>> begin

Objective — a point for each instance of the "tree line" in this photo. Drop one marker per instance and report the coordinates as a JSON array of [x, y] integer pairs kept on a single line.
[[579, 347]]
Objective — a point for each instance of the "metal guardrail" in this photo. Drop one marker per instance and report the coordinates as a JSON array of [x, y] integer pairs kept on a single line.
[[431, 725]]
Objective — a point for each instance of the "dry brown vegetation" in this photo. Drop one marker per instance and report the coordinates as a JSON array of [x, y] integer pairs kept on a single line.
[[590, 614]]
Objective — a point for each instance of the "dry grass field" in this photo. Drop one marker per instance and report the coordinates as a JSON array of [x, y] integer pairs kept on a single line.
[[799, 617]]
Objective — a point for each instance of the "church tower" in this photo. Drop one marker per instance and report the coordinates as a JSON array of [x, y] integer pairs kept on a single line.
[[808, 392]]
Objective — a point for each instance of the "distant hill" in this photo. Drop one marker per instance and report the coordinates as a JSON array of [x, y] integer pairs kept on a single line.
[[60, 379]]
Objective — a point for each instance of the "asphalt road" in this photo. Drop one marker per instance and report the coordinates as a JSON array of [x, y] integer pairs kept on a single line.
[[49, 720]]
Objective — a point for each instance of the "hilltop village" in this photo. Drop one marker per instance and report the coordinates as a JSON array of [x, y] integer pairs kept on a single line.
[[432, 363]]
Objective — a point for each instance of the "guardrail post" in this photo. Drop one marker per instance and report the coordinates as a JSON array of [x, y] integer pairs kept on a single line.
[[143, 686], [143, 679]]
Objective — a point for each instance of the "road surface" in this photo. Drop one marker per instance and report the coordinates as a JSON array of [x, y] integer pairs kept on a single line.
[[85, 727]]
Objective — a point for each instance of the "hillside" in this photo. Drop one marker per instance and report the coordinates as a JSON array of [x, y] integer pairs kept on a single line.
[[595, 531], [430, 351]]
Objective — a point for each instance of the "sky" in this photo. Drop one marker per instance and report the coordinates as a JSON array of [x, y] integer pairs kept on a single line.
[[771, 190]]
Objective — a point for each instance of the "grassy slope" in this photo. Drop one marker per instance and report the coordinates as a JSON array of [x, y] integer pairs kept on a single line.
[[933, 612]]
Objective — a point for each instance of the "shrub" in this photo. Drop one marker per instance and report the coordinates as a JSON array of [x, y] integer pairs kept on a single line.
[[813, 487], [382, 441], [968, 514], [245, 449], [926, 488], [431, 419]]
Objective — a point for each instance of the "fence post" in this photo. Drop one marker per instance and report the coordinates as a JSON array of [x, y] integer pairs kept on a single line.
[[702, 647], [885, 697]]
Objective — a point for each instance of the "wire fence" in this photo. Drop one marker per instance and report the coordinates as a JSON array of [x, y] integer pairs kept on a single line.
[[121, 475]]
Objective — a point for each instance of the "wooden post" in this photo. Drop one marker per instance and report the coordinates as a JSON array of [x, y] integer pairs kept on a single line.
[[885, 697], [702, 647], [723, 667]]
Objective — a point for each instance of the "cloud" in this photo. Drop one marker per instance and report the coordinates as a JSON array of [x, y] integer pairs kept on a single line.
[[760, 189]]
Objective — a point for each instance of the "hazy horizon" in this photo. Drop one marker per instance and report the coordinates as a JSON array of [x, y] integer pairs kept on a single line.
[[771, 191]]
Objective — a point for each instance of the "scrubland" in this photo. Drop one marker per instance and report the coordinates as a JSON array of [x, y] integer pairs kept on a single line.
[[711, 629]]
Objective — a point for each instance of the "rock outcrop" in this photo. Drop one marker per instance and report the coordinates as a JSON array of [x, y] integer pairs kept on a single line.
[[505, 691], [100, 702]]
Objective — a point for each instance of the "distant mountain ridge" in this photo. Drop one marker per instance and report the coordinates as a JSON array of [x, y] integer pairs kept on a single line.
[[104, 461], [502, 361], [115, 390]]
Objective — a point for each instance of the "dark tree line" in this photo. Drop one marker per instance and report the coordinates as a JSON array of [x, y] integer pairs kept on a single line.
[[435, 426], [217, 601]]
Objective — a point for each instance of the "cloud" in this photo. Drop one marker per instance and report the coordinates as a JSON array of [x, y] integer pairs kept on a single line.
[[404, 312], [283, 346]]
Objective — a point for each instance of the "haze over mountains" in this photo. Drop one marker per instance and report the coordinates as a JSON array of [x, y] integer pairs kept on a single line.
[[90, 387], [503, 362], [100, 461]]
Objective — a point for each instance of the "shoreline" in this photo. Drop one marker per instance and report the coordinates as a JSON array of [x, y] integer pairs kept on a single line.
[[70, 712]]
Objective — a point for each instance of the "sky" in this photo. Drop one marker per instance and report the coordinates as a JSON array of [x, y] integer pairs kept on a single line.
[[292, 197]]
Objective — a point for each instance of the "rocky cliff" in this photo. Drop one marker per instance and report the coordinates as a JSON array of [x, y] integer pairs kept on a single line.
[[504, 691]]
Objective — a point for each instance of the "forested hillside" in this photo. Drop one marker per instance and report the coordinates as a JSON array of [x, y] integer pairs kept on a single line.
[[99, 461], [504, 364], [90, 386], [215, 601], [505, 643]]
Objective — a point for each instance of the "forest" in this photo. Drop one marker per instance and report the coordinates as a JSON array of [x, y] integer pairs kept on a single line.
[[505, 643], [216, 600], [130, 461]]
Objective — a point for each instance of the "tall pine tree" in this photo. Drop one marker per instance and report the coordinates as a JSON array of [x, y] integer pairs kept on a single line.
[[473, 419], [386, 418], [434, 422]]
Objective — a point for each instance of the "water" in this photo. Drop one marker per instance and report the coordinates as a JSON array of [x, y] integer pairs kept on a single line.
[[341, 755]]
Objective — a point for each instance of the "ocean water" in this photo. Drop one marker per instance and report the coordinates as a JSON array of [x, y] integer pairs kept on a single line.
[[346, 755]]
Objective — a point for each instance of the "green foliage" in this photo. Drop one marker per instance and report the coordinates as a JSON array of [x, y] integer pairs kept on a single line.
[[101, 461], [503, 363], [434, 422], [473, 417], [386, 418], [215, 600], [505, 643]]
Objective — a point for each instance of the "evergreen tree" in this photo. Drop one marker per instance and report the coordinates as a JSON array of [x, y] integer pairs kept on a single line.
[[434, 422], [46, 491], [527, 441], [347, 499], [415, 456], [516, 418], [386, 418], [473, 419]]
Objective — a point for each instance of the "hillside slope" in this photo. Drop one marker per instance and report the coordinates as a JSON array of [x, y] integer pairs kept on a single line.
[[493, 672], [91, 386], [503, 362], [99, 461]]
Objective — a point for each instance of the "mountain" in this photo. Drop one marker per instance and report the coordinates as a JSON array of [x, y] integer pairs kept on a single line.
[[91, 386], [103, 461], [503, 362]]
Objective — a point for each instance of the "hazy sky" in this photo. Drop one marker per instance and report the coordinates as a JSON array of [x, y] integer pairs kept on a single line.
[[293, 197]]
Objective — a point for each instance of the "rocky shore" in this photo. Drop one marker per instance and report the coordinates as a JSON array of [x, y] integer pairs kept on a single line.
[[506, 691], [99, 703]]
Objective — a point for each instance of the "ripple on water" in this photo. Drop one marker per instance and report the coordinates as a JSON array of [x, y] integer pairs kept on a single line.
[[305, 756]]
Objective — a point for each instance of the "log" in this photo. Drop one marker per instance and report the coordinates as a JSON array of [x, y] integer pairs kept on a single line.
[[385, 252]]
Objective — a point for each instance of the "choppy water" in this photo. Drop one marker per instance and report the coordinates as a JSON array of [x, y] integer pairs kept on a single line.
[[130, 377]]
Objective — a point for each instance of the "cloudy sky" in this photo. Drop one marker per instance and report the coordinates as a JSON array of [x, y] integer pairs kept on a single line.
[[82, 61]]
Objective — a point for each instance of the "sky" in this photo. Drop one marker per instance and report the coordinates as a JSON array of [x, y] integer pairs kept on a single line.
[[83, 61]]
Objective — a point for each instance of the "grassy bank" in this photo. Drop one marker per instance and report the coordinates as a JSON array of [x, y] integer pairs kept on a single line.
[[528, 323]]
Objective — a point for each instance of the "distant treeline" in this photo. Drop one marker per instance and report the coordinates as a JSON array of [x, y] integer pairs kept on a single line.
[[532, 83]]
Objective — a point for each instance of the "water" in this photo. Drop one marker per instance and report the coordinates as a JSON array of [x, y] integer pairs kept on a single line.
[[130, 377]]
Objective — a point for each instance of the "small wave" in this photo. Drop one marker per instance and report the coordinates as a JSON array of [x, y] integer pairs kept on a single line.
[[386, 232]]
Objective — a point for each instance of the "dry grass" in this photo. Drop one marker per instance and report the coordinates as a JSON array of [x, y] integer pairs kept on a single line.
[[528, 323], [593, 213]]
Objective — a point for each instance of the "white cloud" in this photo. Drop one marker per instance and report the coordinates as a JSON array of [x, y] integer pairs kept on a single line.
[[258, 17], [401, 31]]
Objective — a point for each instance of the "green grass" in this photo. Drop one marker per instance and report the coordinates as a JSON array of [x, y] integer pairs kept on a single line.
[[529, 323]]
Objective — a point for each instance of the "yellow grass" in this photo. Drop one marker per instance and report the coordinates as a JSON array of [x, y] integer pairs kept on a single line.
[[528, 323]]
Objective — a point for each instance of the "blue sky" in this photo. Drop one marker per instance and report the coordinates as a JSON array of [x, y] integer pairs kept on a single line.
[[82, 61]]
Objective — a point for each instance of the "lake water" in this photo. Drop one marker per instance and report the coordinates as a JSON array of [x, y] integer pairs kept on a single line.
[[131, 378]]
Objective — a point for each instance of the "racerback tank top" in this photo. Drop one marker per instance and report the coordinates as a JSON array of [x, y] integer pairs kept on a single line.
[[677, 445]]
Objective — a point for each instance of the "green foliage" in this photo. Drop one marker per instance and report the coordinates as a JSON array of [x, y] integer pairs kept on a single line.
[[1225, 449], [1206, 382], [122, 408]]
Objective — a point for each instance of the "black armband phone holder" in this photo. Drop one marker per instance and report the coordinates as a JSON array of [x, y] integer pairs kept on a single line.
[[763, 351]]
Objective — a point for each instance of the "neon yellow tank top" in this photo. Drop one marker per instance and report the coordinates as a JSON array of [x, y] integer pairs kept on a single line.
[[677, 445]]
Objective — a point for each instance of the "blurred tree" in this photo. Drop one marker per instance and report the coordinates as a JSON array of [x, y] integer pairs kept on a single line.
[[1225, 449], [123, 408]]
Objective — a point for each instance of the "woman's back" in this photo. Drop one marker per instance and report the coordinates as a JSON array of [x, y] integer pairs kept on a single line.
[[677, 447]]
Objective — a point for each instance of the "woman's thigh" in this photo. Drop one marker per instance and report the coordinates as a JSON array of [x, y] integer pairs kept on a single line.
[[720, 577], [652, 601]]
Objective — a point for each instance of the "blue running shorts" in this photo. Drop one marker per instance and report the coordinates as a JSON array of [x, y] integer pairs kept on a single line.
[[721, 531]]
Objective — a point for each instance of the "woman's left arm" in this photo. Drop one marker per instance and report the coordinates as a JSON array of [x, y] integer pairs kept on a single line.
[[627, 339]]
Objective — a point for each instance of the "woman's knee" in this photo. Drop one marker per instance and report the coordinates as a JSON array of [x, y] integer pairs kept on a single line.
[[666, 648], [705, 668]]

>> end

• DESCRIPTION OF THE TASK
Return every line from the start of the items through the line containing "[[579, 347]]", both ends included, word for word.

• WRITTEN SOLUTION
Objective — a point for each instance of the "tree line" in this photo. Drop one marker per instance and report the coordinates as a JSON array of [x, y] integer pairs kept on a single line.
[[579, 347]]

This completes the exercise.